- [SOURCE EXCERPT]:
◇ ◇ ◇

In Thessaloniki, chef and tsipouro expert Grigoris Helmis explains how to enjoy and understand the time-honoured traditions surrounding this Greek alcoholic spirit.
Tsipouro is the forgotten cousin of the more popular ouzo and raki; although little known outside Greece, the spirit is an indelible part of the country’s culture. It is believed to date back to the hallowed ground of the 14th-century monasteries on Mount Athos, and the customs surrounding its consumption have made tsipouro something akin to sacred to the Greeks. Traditionally served alongside small meze dishes, it’s much more than just a drink; it’s an art form that has historically brought people together.
Grigoris Helmis, chef and co-owner of tsipouro bar MeZen in Thessaloniki, spoke to Culture Trip about this Greek tradition, explained how best to drink the spirit – and even let us in on the golden rule of tsipouro.
As tsipouro isn’t commonly found outside Greece, Helmis has witnessed many people’s first encounters with the spirit when they arrive at MeZen’s bars in Volos and Thessaloniki. He’s therefore well equipped to give a crash course on the topic. “Tsipouro is a spirit made from grape skins and the leftovers of wine. Up until 1899, you couldn’t find any bottled tsipouro. People would make it themselves out of the byproduct of the wine. It was a very underground drink – and a very underrated drink.”

◇ ◇ ◇

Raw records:
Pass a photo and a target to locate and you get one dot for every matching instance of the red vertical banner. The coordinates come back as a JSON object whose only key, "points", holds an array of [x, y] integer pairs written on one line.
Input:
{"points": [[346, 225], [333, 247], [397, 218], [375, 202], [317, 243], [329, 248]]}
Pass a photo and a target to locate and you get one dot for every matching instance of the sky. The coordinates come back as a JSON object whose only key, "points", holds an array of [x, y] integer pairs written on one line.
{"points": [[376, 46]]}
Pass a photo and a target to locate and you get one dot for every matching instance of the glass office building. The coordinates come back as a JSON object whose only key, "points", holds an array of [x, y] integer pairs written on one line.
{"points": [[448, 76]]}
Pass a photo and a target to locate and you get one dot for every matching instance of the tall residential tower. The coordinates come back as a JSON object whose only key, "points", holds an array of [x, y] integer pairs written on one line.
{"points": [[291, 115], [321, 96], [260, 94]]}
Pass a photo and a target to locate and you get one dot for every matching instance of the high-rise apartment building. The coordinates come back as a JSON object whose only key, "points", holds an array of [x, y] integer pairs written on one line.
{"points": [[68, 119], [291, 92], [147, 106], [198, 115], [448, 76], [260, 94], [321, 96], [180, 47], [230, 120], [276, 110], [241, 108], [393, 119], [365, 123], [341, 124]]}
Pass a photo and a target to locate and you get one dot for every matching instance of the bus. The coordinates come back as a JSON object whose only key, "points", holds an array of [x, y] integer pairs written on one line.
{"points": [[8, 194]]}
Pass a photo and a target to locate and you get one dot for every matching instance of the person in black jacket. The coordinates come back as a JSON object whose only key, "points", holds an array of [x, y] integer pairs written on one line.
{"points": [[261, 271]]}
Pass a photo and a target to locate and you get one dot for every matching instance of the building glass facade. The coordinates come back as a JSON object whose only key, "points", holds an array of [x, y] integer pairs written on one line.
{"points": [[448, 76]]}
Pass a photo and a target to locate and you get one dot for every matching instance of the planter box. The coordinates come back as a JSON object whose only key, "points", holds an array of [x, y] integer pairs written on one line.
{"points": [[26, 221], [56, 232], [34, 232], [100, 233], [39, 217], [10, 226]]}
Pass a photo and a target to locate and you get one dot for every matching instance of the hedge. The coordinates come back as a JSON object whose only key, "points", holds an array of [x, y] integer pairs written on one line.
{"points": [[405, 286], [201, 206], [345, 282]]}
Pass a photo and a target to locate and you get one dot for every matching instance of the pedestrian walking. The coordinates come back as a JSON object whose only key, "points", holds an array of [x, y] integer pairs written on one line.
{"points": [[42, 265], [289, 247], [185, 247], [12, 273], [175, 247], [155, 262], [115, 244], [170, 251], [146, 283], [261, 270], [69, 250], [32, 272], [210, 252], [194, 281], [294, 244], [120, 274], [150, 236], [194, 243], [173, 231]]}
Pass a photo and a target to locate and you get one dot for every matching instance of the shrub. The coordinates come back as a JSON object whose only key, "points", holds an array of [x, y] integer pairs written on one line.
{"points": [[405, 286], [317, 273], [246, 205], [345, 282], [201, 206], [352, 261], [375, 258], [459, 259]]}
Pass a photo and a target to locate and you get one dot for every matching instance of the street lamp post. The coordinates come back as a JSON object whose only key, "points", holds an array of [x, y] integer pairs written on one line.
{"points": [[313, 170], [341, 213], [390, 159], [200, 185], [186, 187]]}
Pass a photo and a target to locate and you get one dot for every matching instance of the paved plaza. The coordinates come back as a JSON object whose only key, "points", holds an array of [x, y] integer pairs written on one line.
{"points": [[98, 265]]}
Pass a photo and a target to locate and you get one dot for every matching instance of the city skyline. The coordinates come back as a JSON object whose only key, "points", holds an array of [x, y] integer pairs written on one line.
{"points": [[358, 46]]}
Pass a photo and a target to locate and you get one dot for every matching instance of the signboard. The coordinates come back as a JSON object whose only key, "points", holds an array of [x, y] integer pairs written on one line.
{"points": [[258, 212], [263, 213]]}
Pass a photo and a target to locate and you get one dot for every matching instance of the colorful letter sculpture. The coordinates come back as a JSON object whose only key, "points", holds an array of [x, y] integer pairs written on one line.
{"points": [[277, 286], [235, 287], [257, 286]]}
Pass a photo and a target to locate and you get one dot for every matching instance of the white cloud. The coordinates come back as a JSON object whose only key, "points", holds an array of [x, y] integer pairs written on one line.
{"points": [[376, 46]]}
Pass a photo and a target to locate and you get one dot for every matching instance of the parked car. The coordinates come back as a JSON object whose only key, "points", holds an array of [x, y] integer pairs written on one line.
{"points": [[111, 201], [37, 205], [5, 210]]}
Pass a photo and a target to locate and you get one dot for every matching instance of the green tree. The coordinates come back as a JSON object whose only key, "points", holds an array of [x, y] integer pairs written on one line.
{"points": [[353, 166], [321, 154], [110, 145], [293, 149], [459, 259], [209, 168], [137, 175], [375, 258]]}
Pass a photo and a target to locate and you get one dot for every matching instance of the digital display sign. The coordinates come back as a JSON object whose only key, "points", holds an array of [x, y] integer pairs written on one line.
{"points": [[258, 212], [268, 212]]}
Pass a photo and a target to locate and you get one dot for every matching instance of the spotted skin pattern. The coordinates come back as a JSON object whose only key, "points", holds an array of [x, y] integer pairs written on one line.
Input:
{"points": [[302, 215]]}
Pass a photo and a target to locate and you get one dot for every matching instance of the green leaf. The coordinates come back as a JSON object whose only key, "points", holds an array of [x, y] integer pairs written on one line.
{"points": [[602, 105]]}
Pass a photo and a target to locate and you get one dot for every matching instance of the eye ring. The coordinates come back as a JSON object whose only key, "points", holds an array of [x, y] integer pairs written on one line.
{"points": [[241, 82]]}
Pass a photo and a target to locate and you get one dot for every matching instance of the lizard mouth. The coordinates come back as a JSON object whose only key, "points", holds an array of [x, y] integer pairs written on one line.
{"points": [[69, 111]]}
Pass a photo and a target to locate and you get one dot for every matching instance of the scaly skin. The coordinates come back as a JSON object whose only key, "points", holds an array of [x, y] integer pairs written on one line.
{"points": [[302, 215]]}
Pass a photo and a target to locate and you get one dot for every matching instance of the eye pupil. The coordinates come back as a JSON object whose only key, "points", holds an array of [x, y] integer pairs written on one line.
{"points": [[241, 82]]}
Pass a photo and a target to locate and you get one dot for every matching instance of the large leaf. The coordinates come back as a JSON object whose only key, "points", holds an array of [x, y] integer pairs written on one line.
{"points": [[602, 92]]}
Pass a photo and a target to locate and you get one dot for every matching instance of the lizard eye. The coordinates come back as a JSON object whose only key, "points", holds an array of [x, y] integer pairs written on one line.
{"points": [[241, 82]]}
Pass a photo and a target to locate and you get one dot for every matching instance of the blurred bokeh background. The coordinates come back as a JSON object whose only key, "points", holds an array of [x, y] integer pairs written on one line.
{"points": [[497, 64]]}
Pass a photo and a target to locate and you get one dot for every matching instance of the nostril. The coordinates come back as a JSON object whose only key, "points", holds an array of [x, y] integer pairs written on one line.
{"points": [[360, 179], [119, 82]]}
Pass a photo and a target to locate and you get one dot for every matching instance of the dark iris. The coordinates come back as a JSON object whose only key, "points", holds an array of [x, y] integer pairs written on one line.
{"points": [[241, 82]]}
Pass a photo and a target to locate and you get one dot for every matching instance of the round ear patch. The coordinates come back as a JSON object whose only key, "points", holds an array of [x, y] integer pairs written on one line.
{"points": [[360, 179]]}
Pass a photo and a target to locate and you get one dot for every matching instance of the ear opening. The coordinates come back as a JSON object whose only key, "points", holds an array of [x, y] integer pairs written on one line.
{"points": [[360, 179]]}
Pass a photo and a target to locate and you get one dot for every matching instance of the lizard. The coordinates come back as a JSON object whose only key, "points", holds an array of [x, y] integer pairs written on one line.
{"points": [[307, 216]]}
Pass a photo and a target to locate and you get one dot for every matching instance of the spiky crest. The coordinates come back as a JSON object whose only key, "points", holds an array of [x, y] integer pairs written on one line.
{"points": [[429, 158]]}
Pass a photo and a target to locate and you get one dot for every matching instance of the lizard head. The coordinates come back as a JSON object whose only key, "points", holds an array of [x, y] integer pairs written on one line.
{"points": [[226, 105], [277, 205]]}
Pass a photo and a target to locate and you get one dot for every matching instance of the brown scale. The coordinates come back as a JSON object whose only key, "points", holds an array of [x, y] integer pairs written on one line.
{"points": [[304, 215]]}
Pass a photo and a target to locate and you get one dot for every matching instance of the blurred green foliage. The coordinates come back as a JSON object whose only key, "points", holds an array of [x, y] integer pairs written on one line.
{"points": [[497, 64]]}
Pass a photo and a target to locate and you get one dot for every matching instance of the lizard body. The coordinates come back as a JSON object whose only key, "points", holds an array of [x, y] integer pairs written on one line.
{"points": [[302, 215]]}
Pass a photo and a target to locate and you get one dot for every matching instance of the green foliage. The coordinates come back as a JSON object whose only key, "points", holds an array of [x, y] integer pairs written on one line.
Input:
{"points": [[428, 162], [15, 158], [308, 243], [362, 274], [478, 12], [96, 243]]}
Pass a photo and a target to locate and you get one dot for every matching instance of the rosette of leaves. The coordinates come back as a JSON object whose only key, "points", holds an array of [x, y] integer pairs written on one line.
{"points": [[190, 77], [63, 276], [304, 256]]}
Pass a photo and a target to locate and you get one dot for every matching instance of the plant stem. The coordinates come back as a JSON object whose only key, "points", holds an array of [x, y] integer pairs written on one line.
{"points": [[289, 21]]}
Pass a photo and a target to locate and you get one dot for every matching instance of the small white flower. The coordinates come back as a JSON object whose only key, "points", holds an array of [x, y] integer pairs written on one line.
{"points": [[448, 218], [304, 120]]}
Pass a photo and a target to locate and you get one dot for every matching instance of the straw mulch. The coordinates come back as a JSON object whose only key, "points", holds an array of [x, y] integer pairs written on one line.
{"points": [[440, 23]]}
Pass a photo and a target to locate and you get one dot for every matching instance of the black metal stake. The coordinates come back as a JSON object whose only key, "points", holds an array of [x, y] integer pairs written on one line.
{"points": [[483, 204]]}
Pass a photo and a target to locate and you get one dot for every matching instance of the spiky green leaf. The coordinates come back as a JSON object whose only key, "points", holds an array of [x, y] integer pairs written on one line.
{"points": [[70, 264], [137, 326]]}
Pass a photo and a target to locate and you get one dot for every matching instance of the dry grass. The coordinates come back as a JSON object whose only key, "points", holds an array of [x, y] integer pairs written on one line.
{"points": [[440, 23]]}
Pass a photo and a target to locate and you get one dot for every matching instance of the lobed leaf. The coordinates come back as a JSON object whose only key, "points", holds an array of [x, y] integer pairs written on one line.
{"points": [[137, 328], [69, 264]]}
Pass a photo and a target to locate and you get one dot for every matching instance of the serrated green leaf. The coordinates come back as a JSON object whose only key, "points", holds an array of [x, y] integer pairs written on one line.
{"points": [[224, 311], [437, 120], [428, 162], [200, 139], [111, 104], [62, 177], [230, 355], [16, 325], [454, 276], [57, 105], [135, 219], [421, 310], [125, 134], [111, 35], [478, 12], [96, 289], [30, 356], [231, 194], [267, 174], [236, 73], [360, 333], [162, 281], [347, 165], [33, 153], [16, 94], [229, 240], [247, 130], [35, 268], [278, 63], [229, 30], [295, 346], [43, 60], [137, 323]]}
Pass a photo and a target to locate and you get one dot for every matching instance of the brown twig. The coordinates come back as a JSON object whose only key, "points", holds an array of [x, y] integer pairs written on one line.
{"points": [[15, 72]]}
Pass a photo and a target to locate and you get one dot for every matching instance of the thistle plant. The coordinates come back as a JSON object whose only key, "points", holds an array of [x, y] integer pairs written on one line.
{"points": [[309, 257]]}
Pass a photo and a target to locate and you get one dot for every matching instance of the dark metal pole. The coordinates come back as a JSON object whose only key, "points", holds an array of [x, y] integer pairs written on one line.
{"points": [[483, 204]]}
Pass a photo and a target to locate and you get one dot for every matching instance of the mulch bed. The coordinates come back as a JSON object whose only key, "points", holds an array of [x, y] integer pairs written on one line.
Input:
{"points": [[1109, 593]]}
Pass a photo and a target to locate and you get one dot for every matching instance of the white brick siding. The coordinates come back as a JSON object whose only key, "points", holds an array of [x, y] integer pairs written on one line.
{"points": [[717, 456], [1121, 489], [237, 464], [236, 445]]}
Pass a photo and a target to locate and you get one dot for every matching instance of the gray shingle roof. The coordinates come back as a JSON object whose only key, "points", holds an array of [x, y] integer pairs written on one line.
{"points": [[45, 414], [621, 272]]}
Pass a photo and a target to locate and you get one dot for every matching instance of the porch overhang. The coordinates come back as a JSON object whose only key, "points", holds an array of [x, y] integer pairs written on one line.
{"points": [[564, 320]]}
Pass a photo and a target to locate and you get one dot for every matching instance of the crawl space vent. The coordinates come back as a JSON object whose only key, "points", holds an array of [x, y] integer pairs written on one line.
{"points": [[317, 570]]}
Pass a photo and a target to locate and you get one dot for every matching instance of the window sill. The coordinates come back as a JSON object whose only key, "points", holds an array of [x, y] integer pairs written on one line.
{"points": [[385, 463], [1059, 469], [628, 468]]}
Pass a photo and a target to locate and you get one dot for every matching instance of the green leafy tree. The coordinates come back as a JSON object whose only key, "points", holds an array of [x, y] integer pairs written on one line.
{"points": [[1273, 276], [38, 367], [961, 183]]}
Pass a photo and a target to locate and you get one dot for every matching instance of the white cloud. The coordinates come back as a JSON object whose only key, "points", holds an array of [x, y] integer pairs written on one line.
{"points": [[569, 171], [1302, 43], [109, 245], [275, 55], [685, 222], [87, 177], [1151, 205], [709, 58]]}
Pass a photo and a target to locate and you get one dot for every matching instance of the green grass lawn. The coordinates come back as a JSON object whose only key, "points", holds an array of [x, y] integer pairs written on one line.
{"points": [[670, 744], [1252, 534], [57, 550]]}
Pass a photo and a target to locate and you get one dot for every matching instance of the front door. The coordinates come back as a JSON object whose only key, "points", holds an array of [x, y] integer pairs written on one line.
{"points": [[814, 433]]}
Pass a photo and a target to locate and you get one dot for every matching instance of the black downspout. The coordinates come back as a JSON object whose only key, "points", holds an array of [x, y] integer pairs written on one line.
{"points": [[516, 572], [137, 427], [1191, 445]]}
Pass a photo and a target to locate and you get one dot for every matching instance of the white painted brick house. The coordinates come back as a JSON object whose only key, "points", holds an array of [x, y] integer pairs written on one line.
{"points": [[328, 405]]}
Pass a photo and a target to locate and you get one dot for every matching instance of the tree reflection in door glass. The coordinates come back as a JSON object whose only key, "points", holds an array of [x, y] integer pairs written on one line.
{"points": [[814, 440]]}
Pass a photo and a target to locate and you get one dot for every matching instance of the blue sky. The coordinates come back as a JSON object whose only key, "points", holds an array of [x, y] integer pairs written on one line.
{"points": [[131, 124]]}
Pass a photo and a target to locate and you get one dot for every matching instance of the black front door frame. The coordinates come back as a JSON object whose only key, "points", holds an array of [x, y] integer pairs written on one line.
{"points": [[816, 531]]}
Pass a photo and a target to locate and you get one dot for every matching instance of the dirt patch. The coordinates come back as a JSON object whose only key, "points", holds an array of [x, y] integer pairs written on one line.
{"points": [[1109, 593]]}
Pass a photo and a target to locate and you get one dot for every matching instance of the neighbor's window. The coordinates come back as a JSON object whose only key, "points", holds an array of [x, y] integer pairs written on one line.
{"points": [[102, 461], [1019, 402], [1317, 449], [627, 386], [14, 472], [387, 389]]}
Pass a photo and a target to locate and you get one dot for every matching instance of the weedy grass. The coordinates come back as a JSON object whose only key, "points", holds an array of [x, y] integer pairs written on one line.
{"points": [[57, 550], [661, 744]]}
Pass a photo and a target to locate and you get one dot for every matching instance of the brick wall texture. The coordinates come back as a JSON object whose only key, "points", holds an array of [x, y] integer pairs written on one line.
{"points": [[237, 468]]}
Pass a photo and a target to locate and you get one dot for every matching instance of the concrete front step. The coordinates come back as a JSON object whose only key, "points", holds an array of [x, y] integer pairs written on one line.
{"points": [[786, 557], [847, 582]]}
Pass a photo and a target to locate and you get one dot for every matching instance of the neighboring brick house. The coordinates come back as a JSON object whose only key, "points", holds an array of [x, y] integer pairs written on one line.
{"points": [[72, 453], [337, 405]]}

◇ ◇ ◇

- [PROBLEMS TO SOLVE]:
1) Reproduce the tsipouro article word for word, from its first line to its last.
2) Pick out every line in the rows that contains the string "door" and copy each of those lines in full. Case counts when matching.

- [RESPONSE LIST]:
1)
In Thessaloniki, chef and tsipouro expert Grigoris Helmis explains how to enjoy and understand the time-honoured traditions surrounding this Greek alcoholic spirit.
Tsipouro is the forgotten cousin of the more popular ouzo and raki; although little known outside Greece, the spirit is an indelible part of the country’s culture. It is believed to date back to the hallowed ground of the 14th-century monasteries on Mount Athos, and the customs surrounding its consumption have made tsipouro something akin to sacred to the Greeks. Traditionally served alongside small meze dishes, it’s much more than just a drink; it’s an art form that has historically brought people together.
Grigoris Helmis, chef and co-owner of tsipouro bar MeZen in Thessaloniki, spoke to Culture Trip about this Greek tradition, explained how best to drink the spirit – and even let us in on the golden rule of tsipouro.
As tsipouro isn’t commonly found outside Greece, Helmis has witnessed many people’s first encounters with the spirit when they arrive at MeZen’s bars in Volos and Thessaloniki. He’s therefore well equipped to give a crash course on the topic. “Tsipouro is a spirit made from grape skins and the leftovers of wine. Up until 1899, you couldn’t find any bottled tsipouro. People would make it themselves out of the byproduct of the wine. It was a very underground drink – and a very underrated drink.”

2)
Pass a photo and a target to locate and you get one dot for every matching instance of the front door. The coordinates come back as a JSON object whose only key, "points", holds an array of [x, y] integer pairs written on one line.
Pass a photo and a target to locate and you get one dot for every matching instance of the tree reflection in door glass. The coordinates come back as a JSON object whose only key, "points", holds an array of [x, y] integer pairs written on one line.
Pass a photo and a target to locate and you get one dot for every matching instance of the black front door frame. The coordinates come back as a JSON object whose only key, "points", holds an array of [x, y] integer pairs written on one line.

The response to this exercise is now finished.